Work item: What you need to produce from the material below is an exact transcription of the lines from the one with "Identify the license" through the one with "Identify the hubcap", both included, and no other line.

*** Opening of Input records ***

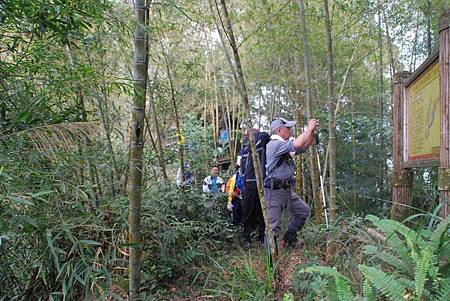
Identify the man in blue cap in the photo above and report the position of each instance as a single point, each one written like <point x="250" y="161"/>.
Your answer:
<point x="279" y="181"/>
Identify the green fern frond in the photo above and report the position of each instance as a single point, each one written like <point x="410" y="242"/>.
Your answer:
<point x="422" y="267"/>
<point x="439" y="235"/>
<point x="443" y="293"/>
<point x="397" y="263"/>
<point x="326" y="271"/>
<point x="434" y="266"/>
<point x="407" y="232"/>
<point x="372" y="218"/>
<point x="368" y="291"/>
<point x="343" y="289"/>
<point x="387" y="284"/>
<point x="408" y="283"/>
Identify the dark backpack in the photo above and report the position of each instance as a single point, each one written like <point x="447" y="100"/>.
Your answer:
<point x="246" y="169"/>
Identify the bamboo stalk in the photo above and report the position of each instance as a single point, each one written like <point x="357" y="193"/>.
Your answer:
<point x="246" y="105"/>
<point x="136" y="146"/>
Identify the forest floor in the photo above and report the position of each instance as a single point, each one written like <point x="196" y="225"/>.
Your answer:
<point x="238" y="273"/>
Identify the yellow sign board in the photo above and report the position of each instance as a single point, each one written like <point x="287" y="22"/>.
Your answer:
<point x="423" y="115"/>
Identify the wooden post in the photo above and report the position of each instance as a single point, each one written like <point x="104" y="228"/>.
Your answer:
<point x="444" y="71"/>
<point x="402" y="178"/>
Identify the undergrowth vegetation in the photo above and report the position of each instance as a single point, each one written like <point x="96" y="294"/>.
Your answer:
<point x="54" y="247"/>
<point x="388" y="262"/>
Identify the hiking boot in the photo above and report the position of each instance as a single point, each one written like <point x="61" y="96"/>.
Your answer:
<point x="267" y="253"/>
<point x="289" y="240"/>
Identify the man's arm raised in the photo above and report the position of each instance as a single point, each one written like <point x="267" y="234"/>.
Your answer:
<point x="305" y="139"/>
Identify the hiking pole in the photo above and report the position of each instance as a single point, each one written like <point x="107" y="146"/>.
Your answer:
<point x="324" y="202"/>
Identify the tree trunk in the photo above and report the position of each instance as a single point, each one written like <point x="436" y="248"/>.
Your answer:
<point x="255" y="157"/>
<point x="331" y="116"/>
<point x="312" y="158"/>
<point x="136" y="146"/>
<point x="160" y="151"/>
<point x="383" y="169"/>
<point x="180" y="136"/>
<point x="296" y="102"/>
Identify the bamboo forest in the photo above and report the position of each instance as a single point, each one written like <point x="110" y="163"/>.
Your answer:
<point x="225" y="150"/>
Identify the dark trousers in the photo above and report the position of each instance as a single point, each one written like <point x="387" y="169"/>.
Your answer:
<point x="237" y="211"/>
<point x="252" y="215"/>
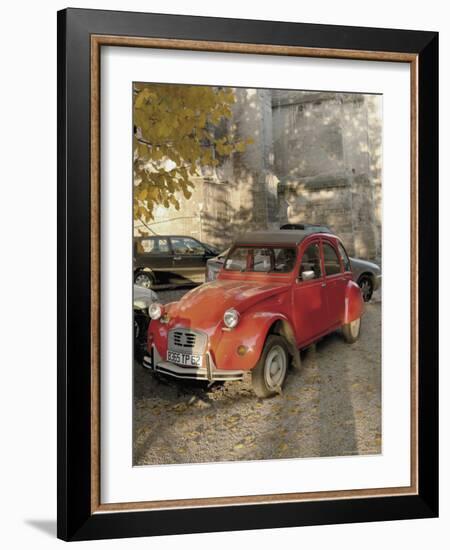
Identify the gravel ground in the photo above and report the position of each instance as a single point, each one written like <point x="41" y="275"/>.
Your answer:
<point x="330" y="407"/>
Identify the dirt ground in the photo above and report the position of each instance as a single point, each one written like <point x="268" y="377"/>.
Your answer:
<point x="330" y="407"/>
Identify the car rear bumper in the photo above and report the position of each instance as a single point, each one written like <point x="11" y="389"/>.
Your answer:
<point x="376" y="282"/>
<point x="209" y="373"/>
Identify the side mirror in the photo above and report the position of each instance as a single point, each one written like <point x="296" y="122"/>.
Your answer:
<point x="308" y="275"/>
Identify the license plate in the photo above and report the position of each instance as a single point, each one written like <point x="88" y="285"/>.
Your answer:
<point x="184" y="359"/>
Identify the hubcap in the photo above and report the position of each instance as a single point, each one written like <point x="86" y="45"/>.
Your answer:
<point x="144" y="281"/>
<point x="275" y="367"/>
<point x="354" y="327"/>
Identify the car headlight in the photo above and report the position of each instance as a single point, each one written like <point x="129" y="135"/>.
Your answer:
<point x="231" y="318"/>
<point x="155" y="311"/>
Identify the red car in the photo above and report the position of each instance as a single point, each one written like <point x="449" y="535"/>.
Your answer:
<point x="278" y="292"/>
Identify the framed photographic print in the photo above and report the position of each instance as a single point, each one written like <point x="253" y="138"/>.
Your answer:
<point x="247" y="274"/>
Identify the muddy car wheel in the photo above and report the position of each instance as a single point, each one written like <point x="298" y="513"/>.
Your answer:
<point x="270" y="373"/>
<point x="144" y="279"/>
<point x="366" y="285"/>
<point x="351" y="331"/>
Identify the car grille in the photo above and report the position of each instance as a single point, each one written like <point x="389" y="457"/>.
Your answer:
<point x="187" y="341"/>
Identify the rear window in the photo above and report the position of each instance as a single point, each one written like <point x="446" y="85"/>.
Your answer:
<point x="261" y="259"/>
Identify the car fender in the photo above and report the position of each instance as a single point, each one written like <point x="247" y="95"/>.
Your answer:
<point x="354" y="304"/>
<point x="251" y="332"/>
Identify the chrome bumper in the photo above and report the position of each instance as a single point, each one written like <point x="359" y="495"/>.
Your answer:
<point x="209" y="372"/>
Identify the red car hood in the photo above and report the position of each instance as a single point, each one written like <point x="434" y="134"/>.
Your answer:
<point x="203" y="307"/>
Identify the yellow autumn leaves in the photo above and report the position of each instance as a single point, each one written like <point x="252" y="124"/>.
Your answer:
<point x="177" y="130"/>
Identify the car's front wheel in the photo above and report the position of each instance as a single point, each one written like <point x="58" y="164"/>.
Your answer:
<point x="366" y="285"/>
<point x="351" y="331"/>
<point x="270" y="372"/>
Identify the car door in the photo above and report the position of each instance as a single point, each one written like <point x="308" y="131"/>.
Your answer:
<point x="154" y="253"/>
<point x="189" y="259"/>
<point x="335" y="283"/>
<point x="309" y="299"/>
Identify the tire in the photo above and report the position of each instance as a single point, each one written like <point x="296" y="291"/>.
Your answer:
<point x="366" y="285"/>
<point x="351" y="331"/>
<point x="270" y="372"/>
<point x="141" y="321"/>
<point x="144" y="279"/>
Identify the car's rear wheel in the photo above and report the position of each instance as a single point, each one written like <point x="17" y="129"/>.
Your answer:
<point x="270" y="372"/>
<point x="144" y="279"/>
<point x="351" y="331"/>
<point x="366" y="285"/>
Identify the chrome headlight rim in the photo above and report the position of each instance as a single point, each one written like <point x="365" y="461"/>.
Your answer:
<point x="155" y="311"/>
<point x="231" y="318"/>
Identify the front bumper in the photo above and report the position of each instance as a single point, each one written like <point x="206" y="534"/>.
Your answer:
<point x="154" y="362"/>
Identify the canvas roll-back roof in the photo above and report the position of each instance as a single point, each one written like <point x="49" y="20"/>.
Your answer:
<point x="284" y="237"/>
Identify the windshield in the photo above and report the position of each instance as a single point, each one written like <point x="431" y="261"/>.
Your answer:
<point x="258" y="259"/>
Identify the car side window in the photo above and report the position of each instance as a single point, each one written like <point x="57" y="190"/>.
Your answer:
<point x="311" y="261"/>
<point x="183" y="245"/>
<point x="331" y="260"/>
<point x="345" y="259"/>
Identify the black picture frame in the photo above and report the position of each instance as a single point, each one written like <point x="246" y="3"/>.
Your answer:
<point x="75" y="518"/>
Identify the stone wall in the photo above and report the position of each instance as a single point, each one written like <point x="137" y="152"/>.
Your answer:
<point x="315" y="158"/>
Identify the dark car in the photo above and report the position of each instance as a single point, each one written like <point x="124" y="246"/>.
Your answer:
<point x="170" y="260"/>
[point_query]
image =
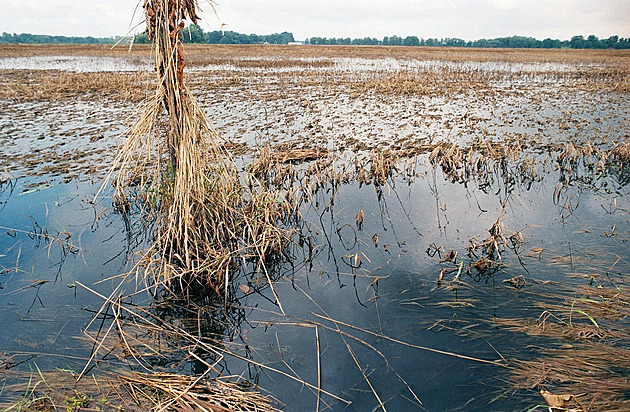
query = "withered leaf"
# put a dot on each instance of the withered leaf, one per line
(555, 401)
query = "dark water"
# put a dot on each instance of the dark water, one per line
(390, 308)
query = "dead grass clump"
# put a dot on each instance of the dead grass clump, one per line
(206, 216)
(425, 83)
(25, 85)
(160, 391)
(594, 362)
(621, 153)
(380, 167)
(130, 391)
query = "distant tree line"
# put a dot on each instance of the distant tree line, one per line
(195, 34)
(514, 42)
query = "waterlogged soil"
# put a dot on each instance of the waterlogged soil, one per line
(386, 301)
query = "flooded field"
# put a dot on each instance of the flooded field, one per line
(457, 232)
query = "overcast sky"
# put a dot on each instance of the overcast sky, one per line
(466, 19)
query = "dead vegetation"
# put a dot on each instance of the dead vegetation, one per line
(426, 83)
(131, 392)
(591, 334)
(22, 85)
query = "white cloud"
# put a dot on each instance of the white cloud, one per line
(351, 18)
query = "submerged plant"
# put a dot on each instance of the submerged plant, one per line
(177, 166)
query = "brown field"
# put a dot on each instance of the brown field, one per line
(316, 125)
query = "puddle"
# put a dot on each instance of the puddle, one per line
(391, 308)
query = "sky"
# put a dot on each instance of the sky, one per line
(465, 19)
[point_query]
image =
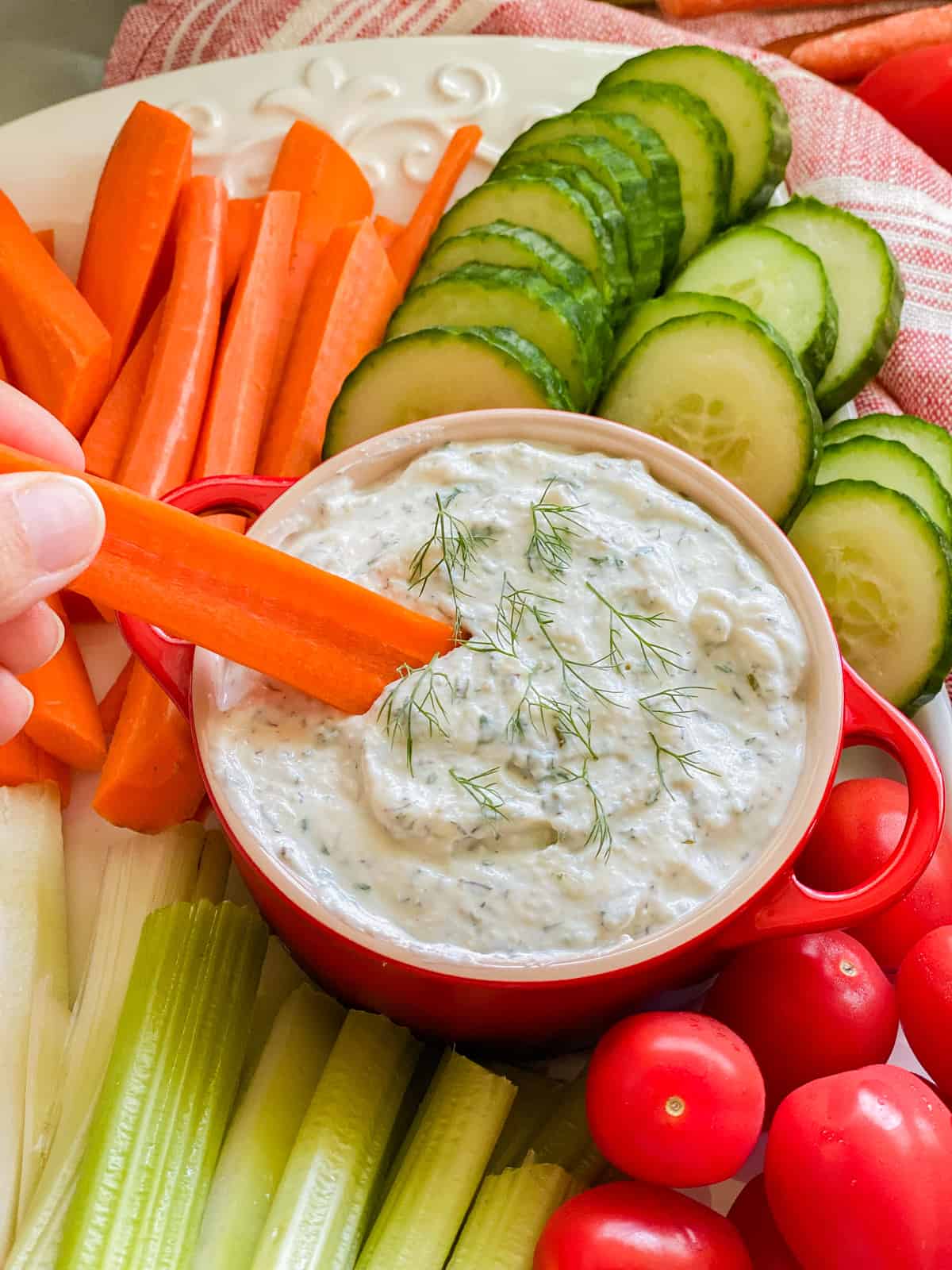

*** Close of Input records ***

Answer below:
Identify the license plate in the photo above and report the position of each instance as a single point, each one written like <point x="88" y="285"/>.
Your answer:
<point x="184" y="359"/>
Identify the hubcap in the photo above and report the position of each instance as a single point, each one written like <point x="86" y="45"/>.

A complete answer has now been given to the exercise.